### STORED ROWS ###
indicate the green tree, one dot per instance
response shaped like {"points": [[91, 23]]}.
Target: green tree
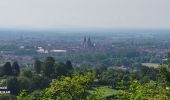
{"points": [[13, 85], [48, 68], [72, 88], [24, 83], [15, 68], [7, 69], [39, 82], [37, 66], [50, 59], [69, 65], [27, 73]]}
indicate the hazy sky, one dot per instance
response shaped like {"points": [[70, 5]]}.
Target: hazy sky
{"points": [[85, 13]]}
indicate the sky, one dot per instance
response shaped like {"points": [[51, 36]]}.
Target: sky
{"points": [[85, 13]]}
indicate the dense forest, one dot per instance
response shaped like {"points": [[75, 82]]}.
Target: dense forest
{"points": [[53, 80]]}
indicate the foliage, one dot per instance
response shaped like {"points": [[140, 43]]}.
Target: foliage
{"points": [[74, 87], [12, 85], [15, 68], [7, 69], [27, 73], [37, 66], [146, 91]]}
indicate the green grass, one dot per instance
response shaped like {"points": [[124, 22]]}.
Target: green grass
{"points": [[105, 91]]}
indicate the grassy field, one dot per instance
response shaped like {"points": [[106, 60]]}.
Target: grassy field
{"points": [[155, 65], [105, 91]]}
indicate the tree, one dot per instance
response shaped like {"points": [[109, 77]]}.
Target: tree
{"points": [[13, 85], [69, 65], [24, 83], [50, 59], [146, 91], [27, 73], [71, 88], [15, 68], [39, 82], [61, 69], [7, 69], [37, 66], [48, 67]]}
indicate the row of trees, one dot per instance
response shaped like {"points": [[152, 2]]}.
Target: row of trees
{"points": [[8, 69], [50, 69]]}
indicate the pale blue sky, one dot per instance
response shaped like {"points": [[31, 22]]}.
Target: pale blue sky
{"points": [[85, 13]]}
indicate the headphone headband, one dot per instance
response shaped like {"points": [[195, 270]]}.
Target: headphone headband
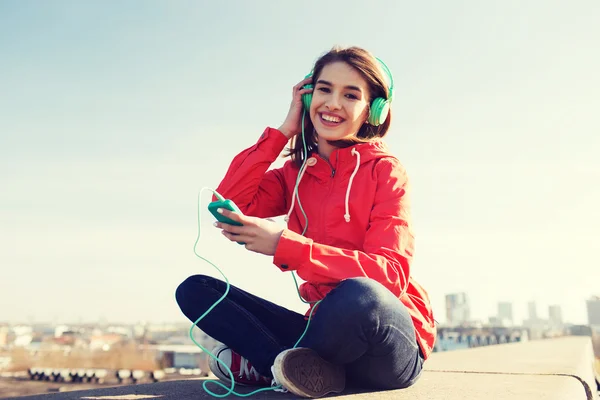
{"points": [[380, 107], [389, 74]]}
###
DIRECTION:
Your output should consist solely of the lines from the line containing "indicate the green grass, one" through the last line of the entries, verbatim, minus any pictures.

SOLUTION TO THIS TASK:
indicate the green grass, one dot per instance
response shaped like {"points": [[124, 22]]}.
Target: green grass
{"points": [[105, 91]]}
indicate the grassy field, one dot per instance
response shaped like {"points": [[106, 60]]}.
Target: grassy field
{"points": [[155, 65], [105, 91]]}
indicate the tree, one dot per instance
response shaped like {"points": [[109, 77]]}.
Target: tree
{"points": [[13, 85], [69, 65], [24, 83], [50, 59], [146, 91], [27, 73], [71, 88], [15, 68], [39, 82], [61, 69], [7, 69], [37, 66], [48, 67]]}
indicate the row of trees, one dot per instance
response shaped like {"points": [[152, 2]]}.
Target: row of trees
{"points": [[8, 69], [50, 69]]}
indicate the pale blue sky, one dot per instance
response shaped like {"points": [[31, 22]]}.
Target: pale blue sky
{"points": [[85, 13]]}
indicate the headphone headband, one dot per instance
response shaped like {"points": [[195, 270]]}.
Target: headphone headband
{"points": [[380, 107], [389, 74]]}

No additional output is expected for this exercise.